>> Start Provided data
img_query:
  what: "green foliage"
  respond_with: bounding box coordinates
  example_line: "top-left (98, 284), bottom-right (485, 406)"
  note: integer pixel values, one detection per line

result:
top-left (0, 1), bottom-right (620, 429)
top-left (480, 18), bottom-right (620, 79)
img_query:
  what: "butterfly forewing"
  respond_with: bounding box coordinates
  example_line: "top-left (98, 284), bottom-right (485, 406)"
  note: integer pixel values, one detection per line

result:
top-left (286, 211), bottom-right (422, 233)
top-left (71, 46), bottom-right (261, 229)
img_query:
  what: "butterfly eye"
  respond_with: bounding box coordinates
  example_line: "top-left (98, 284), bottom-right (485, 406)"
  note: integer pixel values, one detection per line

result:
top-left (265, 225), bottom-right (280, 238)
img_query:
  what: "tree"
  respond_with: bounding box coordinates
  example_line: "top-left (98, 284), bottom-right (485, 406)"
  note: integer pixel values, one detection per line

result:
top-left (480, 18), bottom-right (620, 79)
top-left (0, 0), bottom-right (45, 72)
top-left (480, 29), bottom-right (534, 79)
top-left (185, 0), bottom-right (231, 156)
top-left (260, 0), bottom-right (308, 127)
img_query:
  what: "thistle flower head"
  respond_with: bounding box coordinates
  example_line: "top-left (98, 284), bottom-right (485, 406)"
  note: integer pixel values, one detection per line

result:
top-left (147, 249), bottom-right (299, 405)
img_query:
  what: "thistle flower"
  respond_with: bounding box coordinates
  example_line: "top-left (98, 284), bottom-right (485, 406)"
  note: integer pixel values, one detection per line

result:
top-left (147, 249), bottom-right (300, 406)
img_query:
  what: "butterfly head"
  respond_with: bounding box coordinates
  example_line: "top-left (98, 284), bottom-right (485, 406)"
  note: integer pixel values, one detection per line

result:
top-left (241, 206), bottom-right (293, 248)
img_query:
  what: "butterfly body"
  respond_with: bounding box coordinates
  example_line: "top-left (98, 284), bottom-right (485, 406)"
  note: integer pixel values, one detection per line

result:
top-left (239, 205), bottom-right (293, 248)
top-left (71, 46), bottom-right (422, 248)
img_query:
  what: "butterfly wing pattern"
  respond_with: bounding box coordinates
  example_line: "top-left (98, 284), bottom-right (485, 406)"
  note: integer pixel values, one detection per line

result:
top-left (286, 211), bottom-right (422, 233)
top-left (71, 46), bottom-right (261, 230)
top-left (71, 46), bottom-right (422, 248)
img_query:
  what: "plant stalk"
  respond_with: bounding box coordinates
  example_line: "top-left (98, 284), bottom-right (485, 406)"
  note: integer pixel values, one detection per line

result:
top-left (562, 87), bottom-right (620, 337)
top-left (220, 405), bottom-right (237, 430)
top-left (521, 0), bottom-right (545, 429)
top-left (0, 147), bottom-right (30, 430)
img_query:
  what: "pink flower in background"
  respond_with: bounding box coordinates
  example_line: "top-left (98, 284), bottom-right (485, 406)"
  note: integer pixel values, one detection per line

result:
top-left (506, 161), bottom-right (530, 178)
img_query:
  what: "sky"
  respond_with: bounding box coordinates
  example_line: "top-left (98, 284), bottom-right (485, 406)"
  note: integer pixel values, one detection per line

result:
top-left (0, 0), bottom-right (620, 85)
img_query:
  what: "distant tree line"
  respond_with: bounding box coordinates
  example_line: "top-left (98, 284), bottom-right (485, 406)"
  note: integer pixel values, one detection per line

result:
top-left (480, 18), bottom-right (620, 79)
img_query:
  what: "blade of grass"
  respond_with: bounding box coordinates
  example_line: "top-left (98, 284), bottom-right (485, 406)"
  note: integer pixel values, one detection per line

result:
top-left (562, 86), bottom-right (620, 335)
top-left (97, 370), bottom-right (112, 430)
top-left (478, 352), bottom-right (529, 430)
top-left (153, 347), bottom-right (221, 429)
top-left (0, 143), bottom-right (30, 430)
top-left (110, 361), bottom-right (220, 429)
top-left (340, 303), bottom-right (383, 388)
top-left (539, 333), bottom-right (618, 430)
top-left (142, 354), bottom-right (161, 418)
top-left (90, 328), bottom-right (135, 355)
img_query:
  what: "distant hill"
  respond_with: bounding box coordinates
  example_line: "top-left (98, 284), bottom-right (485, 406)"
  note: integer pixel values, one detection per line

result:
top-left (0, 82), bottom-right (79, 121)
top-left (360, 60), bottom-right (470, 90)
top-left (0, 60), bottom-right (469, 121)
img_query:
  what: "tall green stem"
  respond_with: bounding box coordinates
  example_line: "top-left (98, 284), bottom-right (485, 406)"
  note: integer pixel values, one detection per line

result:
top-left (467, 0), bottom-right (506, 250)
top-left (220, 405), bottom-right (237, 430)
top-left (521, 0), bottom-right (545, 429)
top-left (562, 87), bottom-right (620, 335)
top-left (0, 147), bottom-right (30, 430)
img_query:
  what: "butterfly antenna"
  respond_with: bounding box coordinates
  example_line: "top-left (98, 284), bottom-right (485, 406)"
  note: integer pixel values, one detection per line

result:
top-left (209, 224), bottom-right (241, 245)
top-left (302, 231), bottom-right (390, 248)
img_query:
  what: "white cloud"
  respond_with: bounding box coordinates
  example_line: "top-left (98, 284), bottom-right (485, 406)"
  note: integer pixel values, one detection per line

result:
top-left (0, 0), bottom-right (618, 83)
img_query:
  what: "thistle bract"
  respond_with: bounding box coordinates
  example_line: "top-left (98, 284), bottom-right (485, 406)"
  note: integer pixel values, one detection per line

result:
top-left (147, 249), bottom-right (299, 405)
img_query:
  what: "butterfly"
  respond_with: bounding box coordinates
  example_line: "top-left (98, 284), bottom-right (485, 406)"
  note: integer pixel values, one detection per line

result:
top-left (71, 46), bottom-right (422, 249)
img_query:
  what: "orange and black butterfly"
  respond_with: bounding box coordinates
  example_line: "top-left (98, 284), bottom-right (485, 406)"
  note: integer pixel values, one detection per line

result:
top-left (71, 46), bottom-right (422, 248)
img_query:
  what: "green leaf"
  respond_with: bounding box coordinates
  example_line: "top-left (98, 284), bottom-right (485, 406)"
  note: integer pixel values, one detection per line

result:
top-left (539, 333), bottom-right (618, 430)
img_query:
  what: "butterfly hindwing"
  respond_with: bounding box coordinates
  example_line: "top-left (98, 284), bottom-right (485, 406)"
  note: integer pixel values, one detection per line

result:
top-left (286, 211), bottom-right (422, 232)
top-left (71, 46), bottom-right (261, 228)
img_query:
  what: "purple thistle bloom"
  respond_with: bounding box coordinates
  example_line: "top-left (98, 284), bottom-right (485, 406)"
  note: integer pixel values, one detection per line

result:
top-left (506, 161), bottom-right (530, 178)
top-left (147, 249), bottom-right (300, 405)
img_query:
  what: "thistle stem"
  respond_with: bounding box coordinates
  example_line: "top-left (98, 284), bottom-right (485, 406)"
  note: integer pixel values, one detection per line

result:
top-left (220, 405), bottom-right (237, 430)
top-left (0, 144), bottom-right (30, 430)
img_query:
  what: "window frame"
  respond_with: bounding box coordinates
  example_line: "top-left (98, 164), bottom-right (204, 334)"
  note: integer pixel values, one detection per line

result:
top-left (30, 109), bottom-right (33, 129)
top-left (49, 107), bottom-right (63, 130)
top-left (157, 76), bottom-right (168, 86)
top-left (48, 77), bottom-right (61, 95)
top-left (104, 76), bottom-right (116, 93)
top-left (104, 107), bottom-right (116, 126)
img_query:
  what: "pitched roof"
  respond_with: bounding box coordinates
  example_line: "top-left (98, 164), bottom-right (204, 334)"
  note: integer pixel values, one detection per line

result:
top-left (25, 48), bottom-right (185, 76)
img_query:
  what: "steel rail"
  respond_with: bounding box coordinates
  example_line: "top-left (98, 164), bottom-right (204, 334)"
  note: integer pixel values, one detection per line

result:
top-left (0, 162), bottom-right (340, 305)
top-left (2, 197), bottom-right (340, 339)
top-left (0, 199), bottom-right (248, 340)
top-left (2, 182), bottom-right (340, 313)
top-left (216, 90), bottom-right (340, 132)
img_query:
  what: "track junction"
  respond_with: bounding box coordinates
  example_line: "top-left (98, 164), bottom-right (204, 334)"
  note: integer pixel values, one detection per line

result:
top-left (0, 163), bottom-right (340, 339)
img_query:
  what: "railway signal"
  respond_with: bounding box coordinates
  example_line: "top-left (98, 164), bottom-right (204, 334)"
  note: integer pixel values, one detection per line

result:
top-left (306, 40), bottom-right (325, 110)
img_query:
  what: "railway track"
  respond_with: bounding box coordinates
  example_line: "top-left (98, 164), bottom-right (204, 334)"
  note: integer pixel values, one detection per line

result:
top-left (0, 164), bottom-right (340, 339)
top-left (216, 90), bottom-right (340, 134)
>> End Provided data
### Exercise details:
Pull out every line of the records above that contains the word "head".

### Task answer:
  what: "thistle flower head"
  what: "butterfly head"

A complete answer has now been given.